MATERIAL FOR THE TASK:
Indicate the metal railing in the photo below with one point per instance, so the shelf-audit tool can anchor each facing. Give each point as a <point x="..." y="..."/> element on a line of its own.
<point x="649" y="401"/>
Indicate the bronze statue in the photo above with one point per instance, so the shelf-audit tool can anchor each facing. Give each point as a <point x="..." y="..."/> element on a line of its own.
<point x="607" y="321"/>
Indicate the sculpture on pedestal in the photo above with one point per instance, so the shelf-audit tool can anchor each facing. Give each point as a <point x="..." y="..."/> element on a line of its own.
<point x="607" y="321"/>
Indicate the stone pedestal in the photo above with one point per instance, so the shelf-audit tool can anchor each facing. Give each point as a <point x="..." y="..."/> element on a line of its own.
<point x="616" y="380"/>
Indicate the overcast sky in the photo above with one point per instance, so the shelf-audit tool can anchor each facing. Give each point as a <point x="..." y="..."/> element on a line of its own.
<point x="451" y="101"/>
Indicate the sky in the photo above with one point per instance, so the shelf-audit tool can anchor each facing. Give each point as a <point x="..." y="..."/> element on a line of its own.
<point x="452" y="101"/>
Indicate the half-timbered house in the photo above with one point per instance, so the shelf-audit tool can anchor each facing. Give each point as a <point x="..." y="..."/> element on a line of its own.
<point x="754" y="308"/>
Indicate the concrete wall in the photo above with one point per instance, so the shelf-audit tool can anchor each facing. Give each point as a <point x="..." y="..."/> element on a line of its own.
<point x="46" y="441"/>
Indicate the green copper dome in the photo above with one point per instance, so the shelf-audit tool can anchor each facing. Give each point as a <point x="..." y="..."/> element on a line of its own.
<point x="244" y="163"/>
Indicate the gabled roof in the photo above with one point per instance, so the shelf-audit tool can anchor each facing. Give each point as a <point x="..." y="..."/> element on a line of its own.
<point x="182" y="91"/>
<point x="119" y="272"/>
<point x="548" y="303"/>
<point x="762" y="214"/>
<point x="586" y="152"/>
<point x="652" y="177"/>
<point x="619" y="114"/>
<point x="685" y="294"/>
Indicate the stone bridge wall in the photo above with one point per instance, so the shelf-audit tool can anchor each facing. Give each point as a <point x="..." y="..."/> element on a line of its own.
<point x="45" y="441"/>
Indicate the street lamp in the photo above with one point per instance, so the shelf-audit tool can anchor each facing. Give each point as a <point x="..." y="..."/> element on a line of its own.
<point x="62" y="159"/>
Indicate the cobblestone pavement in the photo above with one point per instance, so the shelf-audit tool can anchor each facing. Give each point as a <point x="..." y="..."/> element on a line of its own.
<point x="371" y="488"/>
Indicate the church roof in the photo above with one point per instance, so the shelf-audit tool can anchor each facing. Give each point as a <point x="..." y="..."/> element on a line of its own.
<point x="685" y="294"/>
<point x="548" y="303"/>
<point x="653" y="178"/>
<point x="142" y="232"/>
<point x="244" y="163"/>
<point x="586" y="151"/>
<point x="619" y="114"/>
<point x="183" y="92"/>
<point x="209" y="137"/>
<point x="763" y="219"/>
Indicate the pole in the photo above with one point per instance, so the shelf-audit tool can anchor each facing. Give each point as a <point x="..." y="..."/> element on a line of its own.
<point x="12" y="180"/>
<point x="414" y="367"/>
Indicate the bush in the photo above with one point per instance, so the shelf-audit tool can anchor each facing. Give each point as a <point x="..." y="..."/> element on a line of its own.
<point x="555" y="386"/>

EXERCISE DESCRIPTION: Convert all of the material above into a two-column CSV with the header row input,output. Write one row for each text and its answer, and place each value in a single quoted field with any line breaks replaced by spaces.

REPLY TO THE EXERCISE:
input,output
"Indicate the metal railing in the photo below with one point per instance, so the shelf-audit tool can anchor each facing. Give each point as a <point x=""..."" y=""...""/> element on a line of its own.","<point x=""649"" y=""401""/>"
"Indicate the bronze statue in the photo above with one point per instance, so the shelf-audit tool can anchor each facing. Give each point as a <point x=""..."" y=""...""/> element on a line of its own.","<point x=""607"" y=""321""/>"
"Indicate the sculpture on pedestal in the photo above with one point per instance, so the shelf-audit tool can anchor each facing. Give each point as a <point x=""..."" y=""...""/> element on a line of its own.","<point x=""607"" y=""321""/>"
"Indicate the stone pedestal in the photo above with one point per instance, so the shelf-audit tool can anchor each facing. Give each point as a <point x=""..."" y=""...""/> element on a line of its own.","<point x=""616"" y=""380""/>"
"Indicate the overcast sky in the photo above with one point per instance, so the shelf-audit tool can anchor each facing. Give each point as a <point x=""..."" y=""...""/> element on a line of its own.","<point x=""451"" y=""101""/>"
"Indicate the sky in the photo above with one point per instance, so the shelf-audit tool can anchor each facing. Give each point as a <point x=""..."" y=""...""/> element on a line of its own.","<point x=""452"" y=""101""/>"
"Indicate the half-timbered house in the photo above with one point per instance, so the shelf-audit tool can anchor each facing. Give each point as a <point x=""..."" y=""...""/> element on a line of its own.","<point x=""754"" y=""308""/>"
"Indicate the concrete wall in the photo above with one point per instance, so the shelf-audit tool can anchor each facing. Give each point as a <point x=""..."" y=""...""/> element on a line of its own.","<point x=""46"" y=""441""/>"
"Indicate the green copper dome in the photo above with one point per instance, so the shelf-audit tool can anchor each facing. Give each point as a <point x=""..."" y=""...""/> element on a line of its own.","<point x=""244"" y=""163""/>"
"Indicate the gabled roof in the photo above with one point per instance, so the shelf-audit tool can anchor each facing. Give each point as a <point x=""..."" y=""...""/> element on a line of its own.","<point x=""182"" y=""91""/> <point x=""119"" y=""272""/> <point x=""548"" y=""303""/> <point x=""762"" y=""214""/> <point x=""586"" y=""152""/> <point x=""652"" y=""177""/> <point x=""619"" y=""114""/> <point x=""685"" y=""294""/>"
"Indicate the stone bridge wall in the photo above with one point per instance, so the shelf-audit tool can anchor each facing. Give each point as a <point x=""..."" y=""...""/> element on a line of its own.","<point x=""45"" y=""441""/>"
"Indicate the street lamp in the photo above with one point per instance, so the shelf-audit tool can anchor each facing. Give each point as a <point x=""..."" y=""...""/> element on a line of its own.","<point x=""62"" y=""159""/>"
"Indicate the cobblestone pavement in the photo above with one point per instance, so the shelf-audit tool can anchor each facing. Give each point as a <point x=""..."" y=""...""/> element on a line of its own.","<point x=""371"" y=""488""/>"
"Indicate the church roof in the photo above with one point per instance, so the shelf-audit tool can anchor each facing. Give each point as a <point x=""..."" y=""...""/> element on a line of its own.","<point x=""685"" y=""294""/> <point x=""548"" y=""303""/> <point x=""653"" y=""178""/> <point x=""142"" y=""232""/> <point x=""244"" y=""163""/> <point x=""586"" y=""151""/> <point x=""619"" y=""114""/> <point x=""183"" y=""92""/> <point x=""209"" y=""137""/> <point x=""763"" y=""219""/>"
"Indicate the pole in the photo above with one point per instance, so the shelf-audit tool can anchor each facing. Give each point as a <point x=""..."" y=""...""/> element on a line of its own.","<point x=""12"" y=""180""/> <point x=""414"" y=""367""/>"
"Indicate the bush in the photo above with one point per instance, so the shelf-audit tool can anchor each facing. Give each point as a <point x=""..."" y=""...""/> element on a line of its own.","<point x=""555"" y=""386""/>"